Reproduce the following post about the ray tracer's basic 3D math sprint in full, without changing a single character.

▶ _SOURCE EXCERPT_:
##############################

November 1, 2009

Sprint 3: The basic 3D Math

Pffff...this sprint has taken way too long...Holidays, professional career (yes, I have to work for a living...) and a crashed development environment has slowed me down big time...So I had to rebuild my development environment from scratch...luckily, I could retreive a backup of my sources so far...but still, it delayed me big time...

Anyway, I have completed the utility data types & functions around vectors, points, normals and matrices. I based all the functions on the tables described in Kevin Suffern's book "Ray Tracing from the Ground Up",but I decided to make a Vector3D, Point3D and Normal3D as three different private types. Kevin Suffern uses a single object that can represent all three, but he indicates that that is actually badprogramming practice. I tend to agree with him on this, so I decided to follow good programming practice, and we'll see when we hit problems...sometimes bad programming is more efficient or easier...

##############################

▶ _SUPPLIED RECORDS_:
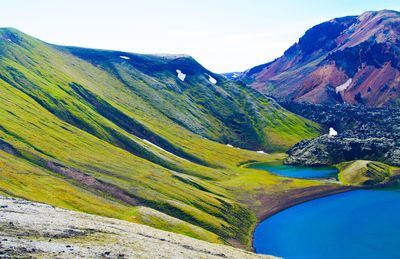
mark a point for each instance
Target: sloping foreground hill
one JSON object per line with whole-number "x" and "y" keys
{"x": 351, "y": 59}
{"x": 30, "y": 229}
{"x": 128, "y": 136}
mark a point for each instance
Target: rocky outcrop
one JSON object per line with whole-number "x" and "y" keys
{"x": 29, "y": 229}
{"x": 366, "y": 173}
{"x": 329, "y": 150}
{"x": 352, "y": 59}
{"x": 363, "y": 134}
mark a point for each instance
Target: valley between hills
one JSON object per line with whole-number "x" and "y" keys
{"x": 159, "y": 140}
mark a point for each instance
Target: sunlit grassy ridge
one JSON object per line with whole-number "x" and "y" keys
{"x": 87, "y": 130}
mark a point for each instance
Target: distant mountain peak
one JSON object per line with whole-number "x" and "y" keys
{"x": 365, "y": 49}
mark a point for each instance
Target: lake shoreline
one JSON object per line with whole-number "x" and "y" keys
{"x": 281, "y": 201}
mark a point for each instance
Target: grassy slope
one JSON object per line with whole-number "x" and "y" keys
{"x": 69, "y": 127}
{"x": 362, "y": 172}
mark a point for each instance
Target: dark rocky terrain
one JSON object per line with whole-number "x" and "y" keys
{"x": 352, "y": 59}
{"x": 363, "y": 133}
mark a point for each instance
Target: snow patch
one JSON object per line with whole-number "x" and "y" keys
{"x": 212, "y": 80}
{"x": 344, "y": 86}
{"x": 332, "y": 132}
{"x": 180, "y": 75}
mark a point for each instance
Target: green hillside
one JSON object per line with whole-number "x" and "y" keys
{"x": 119, "y": 134}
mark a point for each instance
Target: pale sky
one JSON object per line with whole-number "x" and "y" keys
{"x": 222, "y": 35}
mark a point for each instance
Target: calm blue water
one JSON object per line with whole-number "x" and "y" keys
{"x": 359, "y": 224}
{"x": 297, "y": 171}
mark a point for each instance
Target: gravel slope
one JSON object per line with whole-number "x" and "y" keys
{"x": 39, "y": 230}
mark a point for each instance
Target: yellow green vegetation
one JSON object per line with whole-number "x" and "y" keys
{"x": 86, "y": 130}
{"x": 364, "y": 173}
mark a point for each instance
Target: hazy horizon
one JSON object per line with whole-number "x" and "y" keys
{"x": 223, "y": 36}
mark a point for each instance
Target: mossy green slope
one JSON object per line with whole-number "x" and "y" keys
{"x": 366, "y": 173}
{"x": 88, "y": 130}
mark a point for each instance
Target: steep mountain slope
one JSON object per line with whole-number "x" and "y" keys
{"x": 350, "y": 59}
{"x": 134, "y": 137}
{"x": 35, "y": 230}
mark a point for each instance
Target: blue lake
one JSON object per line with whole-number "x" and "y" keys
{"x": 296, "y": 171}
{"x": 359, "y": 224}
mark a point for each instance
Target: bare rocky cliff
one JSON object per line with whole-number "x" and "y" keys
{"x": 29, "y": 229}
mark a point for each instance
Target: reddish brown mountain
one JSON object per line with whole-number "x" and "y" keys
{"x": 352, "y": 59}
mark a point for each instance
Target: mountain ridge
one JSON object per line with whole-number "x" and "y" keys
{"x": 352, "y": 59}
{"x": 110, "y": 133}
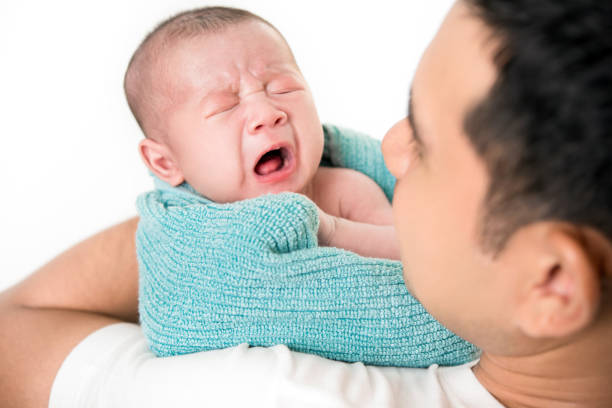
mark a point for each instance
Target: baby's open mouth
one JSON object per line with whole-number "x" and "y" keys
{"x": 273, "y": 161}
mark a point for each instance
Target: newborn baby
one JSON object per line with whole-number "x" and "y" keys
{"x": 229, "y": 119}
{"x": 225, "y": 108}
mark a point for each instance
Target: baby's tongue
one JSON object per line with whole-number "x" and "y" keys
{"x": 268, "y": 165}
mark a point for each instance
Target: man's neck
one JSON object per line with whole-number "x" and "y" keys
{"x": 576, "y": 374}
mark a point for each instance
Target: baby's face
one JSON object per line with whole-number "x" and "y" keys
{"x": 242, "y": 121}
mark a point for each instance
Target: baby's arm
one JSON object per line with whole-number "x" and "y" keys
{"x": 354, "y": 214}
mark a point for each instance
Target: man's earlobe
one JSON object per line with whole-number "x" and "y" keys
{"x": 159, "y": 160}
{"x": 563, "y": 292}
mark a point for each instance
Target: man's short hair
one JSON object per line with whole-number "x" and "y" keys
{"x": 545, "y": 128}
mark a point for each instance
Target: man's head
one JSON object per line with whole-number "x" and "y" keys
{"x": 504, "y": 198}
{"x": 224, "y": 106}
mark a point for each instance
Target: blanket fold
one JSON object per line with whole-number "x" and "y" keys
{"x": 217, "y": 275}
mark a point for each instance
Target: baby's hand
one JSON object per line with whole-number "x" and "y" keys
{"x": 327, "y": 228}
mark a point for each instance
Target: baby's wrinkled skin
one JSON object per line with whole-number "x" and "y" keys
{"x": 230, "y": 113}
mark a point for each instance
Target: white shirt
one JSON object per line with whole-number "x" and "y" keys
{"x": 113, "y": 368}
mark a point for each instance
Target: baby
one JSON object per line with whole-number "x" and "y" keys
{"x": 225, "y": 108}
{"x": 229, "y": 119}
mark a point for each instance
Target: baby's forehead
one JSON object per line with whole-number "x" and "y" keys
{"x": 208, "y": 61}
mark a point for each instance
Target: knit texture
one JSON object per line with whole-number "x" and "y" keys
{"x": 217, "y": 275}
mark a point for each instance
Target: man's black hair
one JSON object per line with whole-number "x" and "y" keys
{"x": 545, "y": 128}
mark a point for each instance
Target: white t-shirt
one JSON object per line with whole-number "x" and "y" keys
{"x": 113, "y": 368}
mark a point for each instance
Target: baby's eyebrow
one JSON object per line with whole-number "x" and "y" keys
{"x": 416, "y": 134}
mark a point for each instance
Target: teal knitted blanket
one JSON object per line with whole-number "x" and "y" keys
{"x": 217, "y": 275}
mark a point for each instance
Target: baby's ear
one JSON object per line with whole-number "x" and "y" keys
{"x": 562, "y": 283}
{"x": 158, "y": 158}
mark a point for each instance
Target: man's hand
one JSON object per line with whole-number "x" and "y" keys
{"x": 327, "y": 228}
{"x": 377, "y": 241}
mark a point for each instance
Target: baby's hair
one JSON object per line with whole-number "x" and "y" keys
{"x": 187, "y": 24}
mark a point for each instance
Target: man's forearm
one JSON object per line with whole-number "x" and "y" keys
{"x": 33, "y": 345}
{"x": 89, "y": 286}
{"x": 377, "y": 241}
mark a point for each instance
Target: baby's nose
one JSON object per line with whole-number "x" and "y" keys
{"x": 266, "y": 115}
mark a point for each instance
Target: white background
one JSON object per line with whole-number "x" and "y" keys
{"x": 68, "y": 157}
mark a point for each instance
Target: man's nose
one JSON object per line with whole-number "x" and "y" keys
{"x": 264, "y": 115}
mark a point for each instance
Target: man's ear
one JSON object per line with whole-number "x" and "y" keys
{"x": 561, "y": 291}
{"x": 158, "y": 158}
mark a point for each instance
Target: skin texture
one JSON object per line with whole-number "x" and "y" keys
{"x": 220, "y": 101}
{"x": 230, "y": 97}
{"x": 540, "y": 310}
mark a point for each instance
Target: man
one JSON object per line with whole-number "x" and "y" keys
{"x": 503, "y": 210}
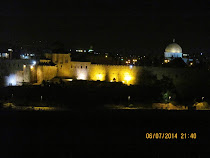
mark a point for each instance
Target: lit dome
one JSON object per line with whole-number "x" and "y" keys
{"x": 173, "y": 48}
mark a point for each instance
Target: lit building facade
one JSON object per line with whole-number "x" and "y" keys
{"x": 172, "y": 51}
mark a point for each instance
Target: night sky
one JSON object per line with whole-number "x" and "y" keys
{"x": 148, "y": 26}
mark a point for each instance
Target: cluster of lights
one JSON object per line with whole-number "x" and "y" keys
{"x": 128, "y": 62}
{"x": 166, "y": 61}
{"x": 80, "y": 50}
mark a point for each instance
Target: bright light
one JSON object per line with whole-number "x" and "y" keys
{"x": 34, "y": 62}
{"x": 99, "y": 76}
{"x": 127, "y": 77}
{"x": 11, "y": 80}
{"x": 166, "y": 61}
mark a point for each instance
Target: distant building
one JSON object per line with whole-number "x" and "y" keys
{"x": 172, "y": 51}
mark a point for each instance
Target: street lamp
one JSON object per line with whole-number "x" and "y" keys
{"x": 169, "y": 98}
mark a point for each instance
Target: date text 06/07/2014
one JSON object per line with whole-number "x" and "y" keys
{"x": 171, "y": 136}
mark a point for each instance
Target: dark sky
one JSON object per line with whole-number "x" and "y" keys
{"x": 147, "y": 25}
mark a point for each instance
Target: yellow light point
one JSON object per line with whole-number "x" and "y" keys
{"x": 82, "y": 76}
{"x": 166, "y": 61}
{"x": 127, "y": 77}
{"x": 99, "y": 76}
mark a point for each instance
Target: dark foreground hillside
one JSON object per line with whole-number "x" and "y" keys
{"x": 116, "y": 133}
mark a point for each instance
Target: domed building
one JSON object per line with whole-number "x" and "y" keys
{"x": 173, "y": 50}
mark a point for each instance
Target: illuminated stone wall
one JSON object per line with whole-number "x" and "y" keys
{"x": 63, "y": 63}
{"x": 46, "y": 73}
{"x": 79, "y": 70}
{"x": 15, "y": 71}
{"x": 119, "y": 73}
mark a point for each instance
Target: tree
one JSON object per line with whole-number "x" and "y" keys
{"x": 168, "y": 89}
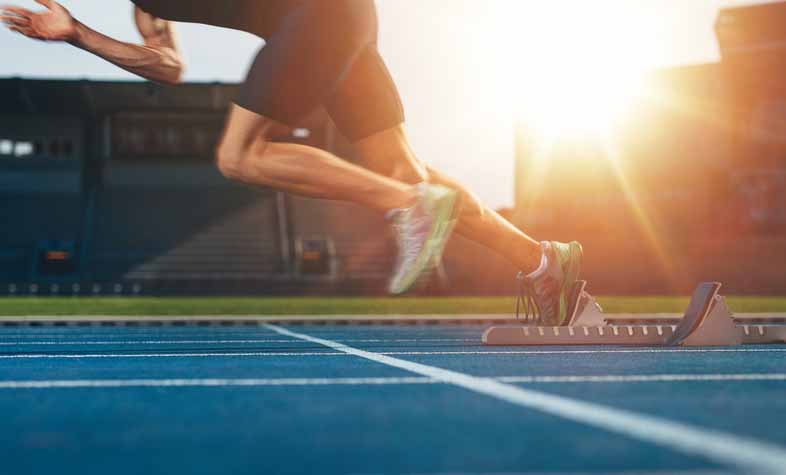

##############################

▶ _RESULT_:
November 1, 2009

Sprint 3: The basic 3D Math

Pffff...this sprint has taken way too long...Holidays, professional career (yes, I have to work for a living...) and a crashed development environment has slowed me down big time...So I had to rebuild my development environment from scratch...luckily, I could retreive a backup of my sources so far...but still, it delayed me big time...

Anyway, I have completed the utility data types & functions around vectors, points, normals and matrices. I based all the functions on the tables described in Kevin Suffern's book "Ray Tracing from the Ground Up",but I decided to make a Vector3D, Point3D and Normal3D as three different private types. Kevin Suffern uses a single object that can represent all three, but he indicates that that is actually badprogramming practice. I tend to agree with him on this, so I decided to follow good programming practice, and we'll see when we hit problems...sometimes bad programming is more efficient or easier...